__Excerpted text__
Paradise Cove: They Escaped the Cuckoo’s Nest
- Editor: Rabbi Pini Dunner
- Author: George T. Nagel (Rabbi Yechezkel Taub)
- Genre: Memoir, autobiography
- Publisher: Manhattan Book Group
- Publication date: January 5, 2026
- Website: paradisecovebook.com

= Paradise Cove =

2026 posthumous memoir by Yechezkel Taub

Paradise Cove: They Escaped the Cuckoo's Nest is a memoir written between 1975 and 1977 by George T. Nagel, the name used by Rabbi Yechezkel Taub (1895–1986), the third Yabloner Rebbe. The manuscript remained unpublished for nearly fifty years until it was located and edited by Rabbi Pini Dunner in the mid-2020s.

== Overview ==
Yechezkel Taub was born in Poland in 1895 into a Hasidic dynasty and later became the Yabloner Rebbe. In 1925, he led a group of followers to Mandatory Palestine to found an agricultural village called Kfar Hasidim as part of a pioneering effort connected to religious Zionism. Economic hardship, internal disputes, and the pressures of the settlement led him to step down from his role. In 1939, on the outbreak of the Second World War, Taub became stuck in the United States, having traveled there on a fundraising mission for Kfar Hasidim. Soon afterwards, he abandoned his role as a religious leader and no longer acted as an Orthodox Jew. From the early 1940s onward, Taub lived in Los Angeles under the name George Nagel.

Stored data entries
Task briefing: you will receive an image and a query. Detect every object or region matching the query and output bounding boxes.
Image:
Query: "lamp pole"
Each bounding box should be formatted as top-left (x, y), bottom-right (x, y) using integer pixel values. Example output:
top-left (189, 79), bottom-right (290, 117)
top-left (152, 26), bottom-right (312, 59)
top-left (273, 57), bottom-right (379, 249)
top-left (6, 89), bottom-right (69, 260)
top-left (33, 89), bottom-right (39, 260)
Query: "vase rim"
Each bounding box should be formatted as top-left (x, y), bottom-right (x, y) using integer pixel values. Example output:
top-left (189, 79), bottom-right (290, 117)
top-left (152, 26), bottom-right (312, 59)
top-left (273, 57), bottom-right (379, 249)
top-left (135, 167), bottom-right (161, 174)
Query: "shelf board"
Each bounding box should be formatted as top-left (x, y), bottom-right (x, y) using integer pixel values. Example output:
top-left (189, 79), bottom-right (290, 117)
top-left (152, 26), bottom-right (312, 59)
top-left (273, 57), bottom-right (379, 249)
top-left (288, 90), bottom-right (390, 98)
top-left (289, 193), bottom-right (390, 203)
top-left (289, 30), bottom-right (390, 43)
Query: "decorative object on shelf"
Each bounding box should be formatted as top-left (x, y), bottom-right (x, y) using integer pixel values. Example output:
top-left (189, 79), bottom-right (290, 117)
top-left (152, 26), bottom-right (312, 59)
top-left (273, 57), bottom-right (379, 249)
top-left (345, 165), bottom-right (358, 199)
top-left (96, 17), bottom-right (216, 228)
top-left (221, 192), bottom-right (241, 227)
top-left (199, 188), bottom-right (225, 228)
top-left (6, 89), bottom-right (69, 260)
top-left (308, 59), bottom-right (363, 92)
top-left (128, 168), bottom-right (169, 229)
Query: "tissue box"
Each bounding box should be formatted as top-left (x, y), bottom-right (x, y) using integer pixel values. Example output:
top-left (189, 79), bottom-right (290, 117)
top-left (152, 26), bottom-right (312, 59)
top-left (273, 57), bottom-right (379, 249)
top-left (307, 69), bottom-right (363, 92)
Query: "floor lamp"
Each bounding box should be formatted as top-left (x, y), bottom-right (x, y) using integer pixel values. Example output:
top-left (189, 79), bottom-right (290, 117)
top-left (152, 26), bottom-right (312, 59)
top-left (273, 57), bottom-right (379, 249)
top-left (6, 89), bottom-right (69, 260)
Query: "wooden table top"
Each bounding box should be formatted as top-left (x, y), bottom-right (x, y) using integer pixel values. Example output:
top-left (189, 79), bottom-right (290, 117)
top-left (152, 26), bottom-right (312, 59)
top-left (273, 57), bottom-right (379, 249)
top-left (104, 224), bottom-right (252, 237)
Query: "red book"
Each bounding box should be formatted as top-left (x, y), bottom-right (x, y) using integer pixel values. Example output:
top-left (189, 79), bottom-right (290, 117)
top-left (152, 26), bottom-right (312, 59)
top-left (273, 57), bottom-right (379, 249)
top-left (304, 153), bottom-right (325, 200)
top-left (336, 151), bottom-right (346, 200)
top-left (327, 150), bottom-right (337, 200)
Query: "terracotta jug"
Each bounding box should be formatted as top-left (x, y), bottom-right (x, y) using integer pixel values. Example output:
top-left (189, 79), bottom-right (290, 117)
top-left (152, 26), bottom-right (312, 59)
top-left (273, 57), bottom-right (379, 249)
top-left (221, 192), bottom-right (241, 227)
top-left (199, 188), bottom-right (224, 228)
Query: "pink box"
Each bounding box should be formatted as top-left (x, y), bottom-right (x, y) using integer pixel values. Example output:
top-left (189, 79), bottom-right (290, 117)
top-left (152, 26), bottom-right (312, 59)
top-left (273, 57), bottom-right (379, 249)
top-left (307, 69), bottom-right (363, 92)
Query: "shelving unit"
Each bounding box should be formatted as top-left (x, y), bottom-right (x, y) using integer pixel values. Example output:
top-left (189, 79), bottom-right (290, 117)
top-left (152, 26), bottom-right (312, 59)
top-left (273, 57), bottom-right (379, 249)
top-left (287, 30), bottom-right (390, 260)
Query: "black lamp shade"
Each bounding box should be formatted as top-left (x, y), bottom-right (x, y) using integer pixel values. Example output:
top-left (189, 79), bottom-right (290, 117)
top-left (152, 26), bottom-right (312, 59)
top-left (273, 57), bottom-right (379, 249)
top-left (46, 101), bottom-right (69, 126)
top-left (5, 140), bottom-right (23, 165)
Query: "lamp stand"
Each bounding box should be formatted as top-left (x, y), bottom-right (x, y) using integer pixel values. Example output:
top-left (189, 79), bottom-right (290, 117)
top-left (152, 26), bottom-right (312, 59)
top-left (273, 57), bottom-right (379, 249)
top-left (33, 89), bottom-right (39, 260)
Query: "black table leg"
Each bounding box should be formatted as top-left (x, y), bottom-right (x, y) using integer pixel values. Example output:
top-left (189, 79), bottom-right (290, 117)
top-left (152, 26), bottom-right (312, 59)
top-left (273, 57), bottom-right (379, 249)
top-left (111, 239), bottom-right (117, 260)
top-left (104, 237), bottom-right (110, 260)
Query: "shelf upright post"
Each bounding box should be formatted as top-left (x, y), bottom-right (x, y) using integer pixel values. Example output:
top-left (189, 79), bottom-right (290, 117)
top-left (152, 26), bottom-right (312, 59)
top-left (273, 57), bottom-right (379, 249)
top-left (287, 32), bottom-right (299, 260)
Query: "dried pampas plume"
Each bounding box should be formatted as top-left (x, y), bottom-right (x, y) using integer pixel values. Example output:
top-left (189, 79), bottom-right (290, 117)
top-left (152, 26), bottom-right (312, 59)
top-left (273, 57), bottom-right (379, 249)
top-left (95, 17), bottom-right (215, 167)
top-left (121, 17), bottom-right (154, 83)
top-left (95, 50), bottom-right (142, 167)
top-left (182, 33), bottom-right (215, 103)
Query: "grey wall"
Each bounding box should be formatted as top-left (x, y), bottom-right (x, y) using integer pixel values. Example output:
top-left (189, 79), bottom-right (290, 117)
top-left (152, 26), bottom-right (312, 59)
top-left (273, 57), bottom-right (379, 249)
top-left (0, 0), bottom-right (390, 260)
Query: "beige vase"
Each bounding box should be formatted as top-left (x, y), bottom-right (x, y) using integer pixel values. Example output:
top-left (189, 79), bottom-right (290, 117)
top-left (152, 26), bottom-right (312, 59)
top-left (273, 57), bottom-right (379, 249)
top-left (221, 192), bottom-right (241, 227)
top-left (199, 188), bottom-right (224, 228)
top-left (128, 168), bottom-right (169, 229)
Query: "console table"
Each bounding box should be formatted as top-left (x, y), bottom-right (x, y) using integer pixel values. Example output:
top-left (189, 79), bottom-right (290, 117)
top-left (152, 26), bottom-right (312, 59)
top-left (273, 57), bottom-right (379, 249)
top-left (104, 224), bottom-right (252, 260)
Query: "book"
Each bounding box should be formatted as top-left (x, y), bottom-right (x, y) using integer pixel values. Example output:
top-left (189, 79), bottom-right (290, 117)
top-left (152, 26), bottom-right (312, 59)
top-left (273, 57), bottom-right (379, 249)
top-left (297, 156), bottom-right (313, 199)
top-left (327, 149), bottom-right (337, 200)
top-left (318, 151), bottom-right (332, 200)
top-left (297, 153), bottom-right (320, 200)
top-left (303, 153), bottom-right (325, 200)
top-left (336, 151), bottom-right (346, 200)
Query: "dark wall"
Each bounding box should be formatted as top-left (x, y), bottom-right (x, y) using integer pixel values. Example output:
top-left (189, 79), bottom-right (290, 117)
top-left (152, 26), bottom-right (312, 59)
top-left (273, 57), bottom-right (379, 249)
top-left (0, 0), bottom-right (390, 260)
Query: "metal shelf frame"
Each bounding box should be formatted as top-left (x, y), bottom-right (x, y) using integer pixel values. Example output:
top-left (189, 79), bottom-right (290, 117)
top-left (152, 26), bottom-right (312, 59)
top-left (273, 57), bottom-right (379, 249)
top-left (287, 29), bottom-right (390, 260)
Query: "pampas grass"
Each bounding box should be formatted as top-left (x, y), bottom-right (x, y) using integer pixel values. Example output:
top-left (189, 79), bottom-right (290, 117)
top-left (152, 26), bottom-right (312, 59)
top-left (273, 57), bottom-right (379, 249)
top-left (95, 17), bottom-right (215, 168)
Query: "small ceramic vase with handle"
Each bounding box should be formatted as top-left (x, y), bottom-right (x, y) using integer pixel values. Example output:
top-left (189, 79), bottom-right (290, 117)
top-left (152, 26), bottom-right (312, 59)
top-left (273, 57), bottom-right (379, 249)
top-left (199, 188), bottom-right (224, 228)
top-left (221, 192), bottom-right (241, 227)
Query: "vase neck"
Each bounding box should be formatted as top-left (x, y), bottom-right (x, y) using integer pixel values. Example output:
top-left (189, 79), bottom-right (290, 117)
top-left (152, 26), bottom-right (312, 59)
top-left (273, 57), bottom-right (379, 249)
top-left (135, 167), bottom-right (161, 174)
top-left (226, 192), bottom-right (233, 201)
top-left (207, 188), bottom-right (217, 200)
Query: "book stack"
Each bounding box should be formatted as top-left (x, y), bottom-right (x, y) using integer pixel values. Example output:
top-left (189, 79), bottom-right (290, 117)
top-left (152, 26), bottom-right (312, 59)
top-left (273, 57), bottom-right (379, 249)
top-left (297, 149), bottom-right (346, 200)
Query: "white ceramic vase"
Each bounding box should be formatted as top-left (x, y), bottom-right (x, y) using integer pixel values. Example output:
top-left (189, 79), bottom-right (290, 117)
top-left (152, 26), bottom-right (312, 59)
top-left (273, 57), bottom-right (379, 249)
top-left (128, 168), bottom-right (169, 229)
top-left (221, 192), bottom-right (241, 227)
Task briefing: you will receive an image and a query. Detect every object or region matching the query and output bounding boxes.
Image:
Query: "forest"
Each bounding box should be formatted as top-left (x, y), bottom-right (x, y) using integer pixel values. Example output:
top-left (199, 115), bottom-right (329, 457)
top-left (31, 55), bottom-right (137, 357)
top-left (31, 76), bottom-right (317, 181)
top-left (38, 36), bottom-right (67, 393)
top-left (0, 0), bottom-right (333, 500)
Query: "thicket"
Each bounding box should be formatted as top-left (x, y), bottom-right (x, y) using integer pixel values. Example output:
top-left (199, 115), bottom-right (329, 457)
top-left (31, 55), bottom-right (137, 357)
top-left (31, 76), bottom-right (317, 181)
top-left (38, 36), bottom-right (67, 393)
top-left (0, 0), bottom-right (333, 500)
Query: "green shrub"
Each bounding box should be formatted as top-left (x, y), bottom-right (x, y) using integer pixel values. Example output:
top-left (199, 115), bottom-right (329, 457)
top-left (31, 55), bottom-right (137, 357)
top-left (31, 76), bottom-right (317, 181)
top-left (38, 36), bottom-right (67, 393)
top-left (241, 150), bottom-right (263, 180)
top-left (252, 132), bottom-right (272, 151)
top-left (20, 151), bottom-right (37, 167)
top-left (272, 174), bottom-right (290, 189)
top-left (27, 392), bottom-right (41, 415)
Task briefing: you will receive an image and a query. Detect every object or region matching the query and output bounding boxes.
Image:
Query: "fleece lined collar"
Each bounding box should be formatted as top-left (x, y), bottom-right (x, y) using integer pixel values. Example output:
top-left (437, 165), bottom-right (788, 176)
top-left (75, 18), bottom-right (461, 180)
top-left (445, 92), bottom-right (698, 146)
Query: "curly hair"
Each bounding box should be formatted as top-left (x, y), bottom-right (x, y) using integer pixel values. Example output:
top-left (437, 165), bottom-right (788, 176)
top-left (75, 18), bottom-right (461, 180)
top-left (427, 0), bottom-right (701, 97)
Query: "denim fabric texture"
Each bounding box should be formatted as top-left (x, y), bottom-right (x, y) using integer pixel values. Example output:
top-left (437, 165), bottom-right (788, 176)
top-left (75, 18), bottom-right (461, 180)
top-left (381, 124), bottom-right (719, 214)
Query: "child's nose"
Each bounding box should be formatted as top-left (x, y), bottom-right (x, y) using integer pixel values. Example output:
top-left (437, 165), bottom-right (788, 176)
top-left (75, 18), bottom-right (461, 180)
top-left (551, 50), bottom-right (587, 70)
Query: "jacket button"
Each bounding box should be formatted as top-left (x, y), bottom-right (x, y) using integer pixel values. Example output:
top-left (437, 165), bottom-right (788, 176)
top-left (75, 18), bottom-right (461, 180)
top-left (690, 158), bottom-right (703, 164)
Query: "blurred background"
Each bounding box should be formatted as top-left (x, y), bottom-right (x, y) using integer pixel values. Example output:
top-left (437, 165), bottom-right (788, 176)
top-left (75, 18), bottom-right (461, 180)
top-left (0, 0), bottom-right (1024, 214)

__Required actions__
1/ Answer these questions from the text on Paradise Cove, one answer per line:
(a) Who located and edited the manuscript?
(b) In what year did Taub lead a group of followers to Mandatory Palestine?
(c) Under what name did Taub live in Los Angeles from the early 1940s?
2/ Proceed with the text on Paradise Cove, picking up after its final sentence.
The entries are material separate from the text on Paradise Cove.

__Your written answers__
1/
(a) Rabbi Pini Dunner
(b) 1925
(c) George Nagel

2/
Between 1975 and 1977, Taub wrote the manuscript titled Paradise Cove. The text was written in English and documents his volunteer service at a mental health facility in Northridge, California. It records his interactions with patients and staff and his observations on routine life at the institution. It also reflects the period in which he lived apart from his earlier identity and community.

The manuscript remained in private possession until it was found by Rabbi Dunner during research into Taub’s disappearance and later years. Dunner edited the manuscript and published the memoir as a book with a detailed introduction and his footnotes in 2026.

Reviewing the book, Ben Rothke wrote that "Paradise Cove is a book and a story that defies categorization – it is unique" in JewishLink.

In June 2026, Paradise Cove was named a finalist in the Memoirs (Historical/Legacy) category of the Next Generation Indie Book Awards.

In September 2026, Paradise Cove won the NYC Big Book Award in the Psychiatry/Psychology category.